## COMPITO RICHIESTO A
Indica tutte le squadre e le selezioni di cui, secondo l'intervista a Nicole Peressotti, la calciatrice veste attualmente la maglia o l'ha vestita negli anni scorsi.
## COMPITO RICHIESTO B
Scrivi il seguito dell'intervista a Nicole Peressotti, riprendendo subito dopo l'ultima risposta riportata.

## TESTO DA LEGGERE
-----

Interviste

Raccontare il calcio è come scendere in campo. Intervista a Nicole Peressotti

Dietro all’ottimo lavoro nelle schede del calcio femminile de “La Giovane Italia” c’è la mano di Nicole Peressotti. Calciatrice, giovane promessa, ma con una carriera segnata da tantissimi infortuni. Troppi. Così tanti che molte altre al suo posto avrebbero forse rinunciato a giocare.

Nicole ha sempre guardato avanti. Attualmente gioca nella Triestina e negli anni scorsi ha vestito la maglia del Tavagnacco in Serie A, ma anche quella delle selezioni giovanili azzurre.
Un percorso simile a quello di tante sue colleghe presenti nell’almanacco. Lei stessa era stata inserita nella prima edizione.

Oggi Nicole Peressotti è il punto di riferimento della redazione che analizza e compone le schede relative al calcio femminile. Un lavoro, quello di Nicole e dei suoi collaboratori, che in futuro potrà avere degli sbocchi anche nel mondo del giornalismo.

Abbiamo raggiunto Nicole telefonicamente per farci raccontare meglio i dettagli del suo lavoro e scambiare due chiacchiere sulle giovani promesse del nostro calcio.

Come è nata l’idea di collaborare con la Giovane Italia?
Non è stata proprio un’idea, è stato più un “essersi trovati”. Paolo Ghisoni e la Giovane Italia si sono interessati al calcio femminile nel 2014, l’anno stesso in cui noi stavamo andando a disputare il mondiale U17. L’anno successivo, nel 2015, 30 profili femminili aprivano la nuova edizione dell’almanacco, tra i quali figuravo anche io; feci un video per promuovere l’idea. Paolo mi chiamò pochi giorni dopo entusiasta, chiedendomi se avessi voglia di raccontare con la mia voce e le mie parole la realtà del calcio femminile. Io ero alle prese con il mio primo infortunio serio, ma mi rispecchiai in quelli che erano i suoi ideali di sport e i valori che ricercava nei giovani talenti; “raccontare” il calcio fu il mio modo di scendere in campo nonostante non potessi. Da quel momento a oggi, La Giovane Italia è stata il mio filo conduttore, e mi ha tenuto legata al calcio anche quando avevo deciso di smettere. Si propone di credere nei giovani, e Paolo e tutto lo staff hanno creduto in me come persona e come calciatrice fin dal primo giorno, riaccompagnandomi poi anche al rientro vero e proprio.

-----

## VOCI FORNITE
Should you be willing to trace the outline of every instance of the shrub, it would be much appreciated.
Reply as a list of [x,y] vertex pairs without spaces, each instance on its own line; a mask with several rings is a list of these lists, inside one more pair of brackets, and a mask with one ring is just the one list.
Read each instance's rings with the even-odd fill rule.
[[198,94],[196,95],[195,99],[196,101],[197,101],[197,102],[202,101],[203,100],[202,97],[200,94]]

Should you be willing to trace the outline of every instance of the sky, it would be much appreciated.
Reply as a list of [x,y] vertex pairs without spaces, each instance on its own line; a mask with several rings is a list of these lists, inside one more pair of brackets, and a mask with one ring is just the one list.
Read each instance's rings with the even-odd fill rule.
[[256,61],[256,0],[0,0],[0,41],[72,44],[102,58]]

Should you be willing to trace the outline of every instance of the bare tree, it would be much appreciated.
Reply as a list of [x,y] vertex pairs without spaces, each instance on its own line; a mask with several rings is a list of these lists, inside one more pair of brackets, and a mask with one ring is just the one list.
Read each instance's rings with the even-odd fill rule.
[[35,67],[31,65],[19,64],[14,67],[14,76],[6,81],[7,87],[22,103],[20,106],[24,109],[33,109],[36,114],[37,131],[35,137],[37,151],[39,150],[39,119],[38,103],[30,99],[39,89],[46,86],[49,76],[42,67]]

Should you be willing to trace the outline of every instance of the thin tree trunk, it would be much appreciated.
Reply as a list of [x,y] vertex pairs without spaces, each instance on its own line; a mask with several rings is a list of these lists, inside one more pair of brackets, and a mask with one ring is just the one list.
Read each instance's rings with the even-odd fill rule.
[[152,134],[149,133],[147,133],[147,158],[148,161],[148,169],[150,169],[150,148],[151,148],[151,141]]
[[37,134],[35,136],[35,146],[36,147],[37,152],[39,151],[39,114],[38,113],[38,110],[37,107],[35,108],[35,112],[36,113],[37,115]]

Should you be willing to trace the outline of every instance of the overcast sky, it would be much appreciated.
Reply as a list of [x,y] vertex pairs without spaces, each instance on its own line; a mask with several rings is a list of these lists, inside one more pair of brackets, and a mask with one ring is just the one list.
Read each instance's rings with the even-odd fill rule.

-----

## RISULTATO ESERCIZIO A
- Triestina (squadra attuale)
- Tavagnacco, in Serie A
- Selezioni giovanili azzurre

## RISULTATO ESERCIZIO B
Come avviene la compilazione delle schede e quali criteri vengono utilizzati nella scelta delle giocatrici?
Per la scelta delle giocatrici ci si avvale di più parametri: il primo fra tutti, ovviamente, è il ranking dei vari campionati; una classifica di rendimento che segue le U21 di A, B, e Primavera femminile e che, in base a minutaggio, gol fatti, rigori parati e quant’altro, comporta il primo filtro per la selezione. Quelle che vanno sull’almanacco, però, sono solo le U19. Poi, ovviamente, io e i miei collaboratori cerchiamo di vedere più partite possibili per farci un’idea chiara delle giocatrici che abbiamo di fronte; ci confrontiamo e cerchiamo di capire a chi dare la priorità o meno, tenendo presente anche gli infortuni, o le ragazze giovani che, inserite nelle prime squadre, trovano poco minutaggio e non risultano quindi nel ranking.
Dopo aver cercato di inquadrare in maniera più o meno generale le ragazze da inserire, ci si confronta con società, compagne di squadra, staff tecnici e C.T. delle Nazionali, per riuscire ad estrapolare e compilare il numero predefinito di schede.

Quanto lavoro c’è dietro? Hai un team di collaboratori che ti aiuta?
Si potrebbe dire che il lavoro non finisce mai, poiché, mandata in pubblicazione un’edizione, si inizia il lavoro per quella dopo, portandosi avanti per l’anno a venire. E poi ci sono i pezzi da scrivere e i ranking da aggiornare: la domenica il telefono mi esplode per i tabellini delle partite da monitorare. Fortunatamente, però, non è un lavoro che svolgo da sola: da
quest’anno abbiamo avvicinato alcune persone che collaborano con me per quanto riguarda il femminile; persone squisite, che sposano i valori del progetto e che hanno passione genuina per il calcio: se non fosse, infatti, per Stefano Grassi, Matilde Copetti e Nicole Gaspardis non sarei mai riuscita a ultimare il lavoro.

Mi ha colpito molto la parte relativa al profilo psicologico. Implica una conoscenza molto approfondita della persona.
È la parte che prediligo anche io, soprattutto perché, a mio parere, se non c’è la testa, il talento vale poco. È una voce a cui cerchiamo di prestare molta attenzione e, di solito, la compiliamo dopo aver effettuato controlli incrociati di quello che ci dicono gli addetti ai lavori, le compagne di squadra ed, ovviamente, in base anche alla conoscenza personale della ragazza.

Come viene percepito il lavoro che fate dagli addetti ai lavori?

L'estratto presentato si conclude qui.